*** Opening Supplied text ***

Monday, March 30, 2015

Do you remember?

"Let's talk about what we've done each year on Valentine's Day."

"Let's remember all of our anniversaries."

These are the beginnings of a lot of conversations I have with my husband, and he always groans, because while he may remember dialogue from a movie or book almost perfectly after one viewing or reading, he is horrible at games like these.  And if I'm able to tell him what I was wearing during these occasions?  He becomes even more flummoxed because he would never store such frivolous information in his brain. 

When a significant date rolls around I always tend to reach as far back as my memory can manage and try to remember what I was doing in previous years.  Easter holds a lot of memories for me.  My first posts on this blog were about every Easter in the history of my familyAs we're coming up on our first Easter in England and thinking about making new memories I couldn't help but think about Easters past.  At first I was just remembering the kids being smaller, but then as long as I was remembering...

*** Closing Supplied text ***
*** Opening Supplied entries ***

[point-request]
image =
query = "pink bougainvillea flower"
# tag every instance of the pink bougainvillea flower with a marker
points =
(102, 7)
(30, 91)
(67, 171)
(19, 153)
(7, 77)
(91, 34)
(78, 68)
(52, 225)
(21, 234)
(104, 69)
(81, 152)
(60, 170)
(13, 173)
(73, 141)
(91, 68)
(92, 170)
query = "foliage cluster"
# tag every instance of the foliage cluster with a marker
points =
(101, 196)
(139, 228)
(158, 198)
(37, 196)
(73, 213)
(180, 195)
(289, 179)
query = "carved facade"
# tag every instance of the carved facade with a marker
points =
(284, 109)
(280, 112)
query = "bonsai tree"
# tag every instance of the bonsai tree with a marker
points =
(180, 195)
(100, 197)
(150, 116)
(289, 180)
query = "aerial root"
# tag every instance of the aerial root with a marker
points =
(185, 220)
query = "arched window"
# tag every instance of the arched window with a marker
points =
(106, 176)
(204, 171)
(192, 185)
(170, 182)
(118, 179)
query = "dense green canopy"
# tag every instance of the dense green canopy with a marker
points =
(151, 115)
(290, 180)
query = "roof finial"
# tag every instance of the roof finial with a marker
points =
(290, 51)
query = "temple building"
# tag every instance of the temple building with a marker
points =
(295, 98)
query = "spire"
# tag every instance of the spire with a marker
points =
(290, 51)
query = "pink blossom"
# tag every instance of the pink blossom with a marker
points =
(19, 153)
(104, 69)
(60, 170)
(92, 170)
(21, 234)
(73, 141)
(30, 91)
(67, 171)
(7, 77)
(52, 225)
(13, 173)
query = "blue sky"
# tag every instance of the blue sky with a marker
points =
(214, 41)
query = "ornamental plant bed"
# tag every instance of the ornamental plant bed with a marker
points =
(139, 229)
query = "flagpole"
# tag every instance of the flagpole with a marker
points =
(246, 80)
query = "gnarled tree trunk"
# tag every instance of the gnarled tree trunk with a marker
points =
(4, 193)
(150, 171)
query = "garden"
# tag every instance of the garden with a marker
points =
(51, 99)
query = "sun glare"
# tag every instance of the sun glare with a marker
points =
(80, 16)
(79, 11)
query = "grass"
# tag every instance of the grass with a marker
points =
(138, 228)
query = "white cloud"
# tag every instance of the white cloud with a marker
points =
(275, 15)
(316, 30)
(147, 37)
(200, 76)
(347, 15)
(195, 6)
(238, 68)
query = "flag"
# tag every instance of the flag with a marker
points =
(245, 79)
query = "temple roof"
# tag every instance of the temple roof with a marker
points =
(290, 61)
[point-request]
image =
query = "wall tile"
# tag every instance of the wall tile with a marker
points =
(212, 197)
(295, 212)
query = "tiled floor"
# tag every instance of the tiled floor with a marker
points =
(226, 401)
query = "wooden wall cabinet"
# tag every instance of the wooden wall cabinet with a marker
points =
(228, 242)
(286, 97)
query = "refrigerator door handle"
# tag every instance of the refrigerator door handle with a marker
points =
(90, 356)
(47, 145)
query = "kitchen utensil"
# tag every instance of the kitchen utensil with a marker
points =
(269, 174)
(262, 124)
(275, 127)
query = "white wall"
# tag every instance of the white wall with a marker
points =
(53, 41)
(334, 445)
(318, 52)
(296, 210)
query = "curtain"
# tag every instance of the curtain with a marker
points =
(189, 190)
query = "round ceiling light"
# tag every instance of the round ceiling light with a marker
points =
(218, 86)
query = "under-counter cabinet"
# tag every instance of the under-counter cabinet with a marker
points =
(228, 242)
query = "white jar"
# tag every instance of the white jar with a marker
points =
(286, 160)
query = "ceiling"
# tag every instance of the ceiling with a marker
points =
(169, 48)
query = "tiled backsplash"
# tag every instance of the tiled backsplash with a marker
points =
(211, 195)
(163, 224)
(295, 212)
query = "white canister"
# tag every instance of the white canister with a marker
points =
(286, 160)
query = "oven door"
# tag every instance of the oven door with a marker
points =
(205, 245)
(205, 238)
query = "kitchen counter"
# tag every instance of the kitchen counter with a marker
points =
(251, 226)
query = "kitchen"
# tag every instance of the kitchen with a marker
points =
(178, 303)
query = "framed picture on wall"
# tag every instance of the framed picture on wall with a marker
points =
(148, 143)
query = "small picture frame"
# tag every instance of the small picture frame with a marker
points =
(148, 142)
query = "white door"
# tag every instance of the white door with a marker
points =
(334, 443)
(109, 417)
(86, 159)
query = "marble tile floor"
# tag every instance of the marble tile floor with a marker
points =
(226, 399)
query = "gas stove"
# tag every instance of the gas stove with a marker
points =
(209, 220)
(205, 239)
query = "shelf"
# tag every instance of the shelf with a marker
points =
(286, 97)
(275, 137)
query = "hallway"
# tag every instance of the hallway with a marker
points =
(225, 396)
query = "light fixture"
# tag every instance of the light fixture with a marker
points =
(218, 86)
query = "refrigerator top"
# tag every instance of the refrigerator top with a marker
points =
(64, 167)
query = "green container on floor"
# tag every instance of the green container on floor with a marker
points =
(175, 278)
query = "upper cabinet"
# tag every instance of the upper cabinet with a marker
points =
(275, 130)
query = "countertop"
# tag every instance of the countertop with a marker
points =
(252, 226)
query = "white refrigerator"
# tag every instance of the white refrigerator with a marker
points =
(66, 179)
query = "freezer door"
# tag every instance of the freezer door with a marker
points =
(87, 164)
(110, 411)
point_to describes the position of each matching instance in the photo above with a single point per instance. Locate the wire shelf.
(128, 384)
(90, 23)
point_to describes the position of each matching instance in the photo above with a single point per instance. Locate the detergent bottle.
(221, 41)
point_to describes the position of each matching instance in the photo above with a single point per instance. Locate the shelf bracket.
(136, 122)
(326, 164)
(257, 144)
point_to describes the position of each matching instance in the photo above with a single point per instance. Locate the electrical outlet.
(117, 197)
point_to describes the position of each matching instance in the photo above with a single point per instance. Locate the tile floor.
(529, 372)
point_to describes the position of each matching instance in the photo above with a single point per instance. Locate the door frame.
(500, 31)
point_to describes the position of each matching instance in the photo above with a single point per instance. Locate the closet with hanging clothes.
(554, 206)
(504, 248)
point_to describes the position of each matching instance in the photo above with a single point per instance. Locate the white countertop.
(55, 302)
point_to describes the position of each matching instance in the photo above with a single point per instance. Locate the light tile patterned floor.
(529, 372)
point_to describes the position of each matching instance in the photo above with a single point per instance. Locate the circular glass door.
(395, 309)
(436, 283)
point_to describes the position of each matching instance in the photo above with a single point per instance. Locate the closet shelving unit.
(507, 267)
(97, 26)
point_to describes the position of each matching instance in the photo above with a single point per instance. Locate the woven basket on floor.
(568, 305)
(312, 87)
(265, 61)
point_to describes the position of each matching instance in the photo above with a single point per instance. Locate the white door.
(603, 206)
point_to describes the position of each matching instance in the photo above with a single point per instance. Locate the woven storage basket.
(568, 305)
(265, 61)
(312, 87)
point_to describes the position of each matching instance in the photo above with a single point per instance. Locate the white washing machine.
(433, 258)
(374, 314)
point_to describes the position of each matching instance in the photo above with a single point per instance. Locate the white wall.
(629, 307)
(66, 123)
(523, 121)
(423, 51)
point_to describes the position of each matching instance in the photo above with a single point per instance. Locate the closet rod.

*** Closing Supplied entries ***

== Instructions to follow ==
Copy out the entire blog post about remembering past holidays and anniversaries word for word, from its date line through its final sentence.

== Result ==
Monday, March 30, 2015

Do you remember?

"Let's talk about what we've done each year on Valentine's Day."

"Let's remember all of our anniversaries."

These are the beginnings of a lot of conversations I have with my husband, and he always groans, because while he may remember dialogue from a movie or book almost perfectly after one viewing or reading, he is horrible at games like these.  And if I'm able to tell him what I was wearing during these occasions?  He becomes even more flummoxed because he would never store such frivolous information in his brain. 

When a significant date rolls around I always tend to reach as far back as my memory can manage and try to remember what I was doing in previous years.  Easter holds a lot of memories for me.  My first posts on this blog were about every Easter in the history of my familyAs we're coming up on our first Easter in England and thinking about making new memories I couldn't help but think about Easters past.  At first I was just remembering the kids being smaller, but then as long as I was remembering...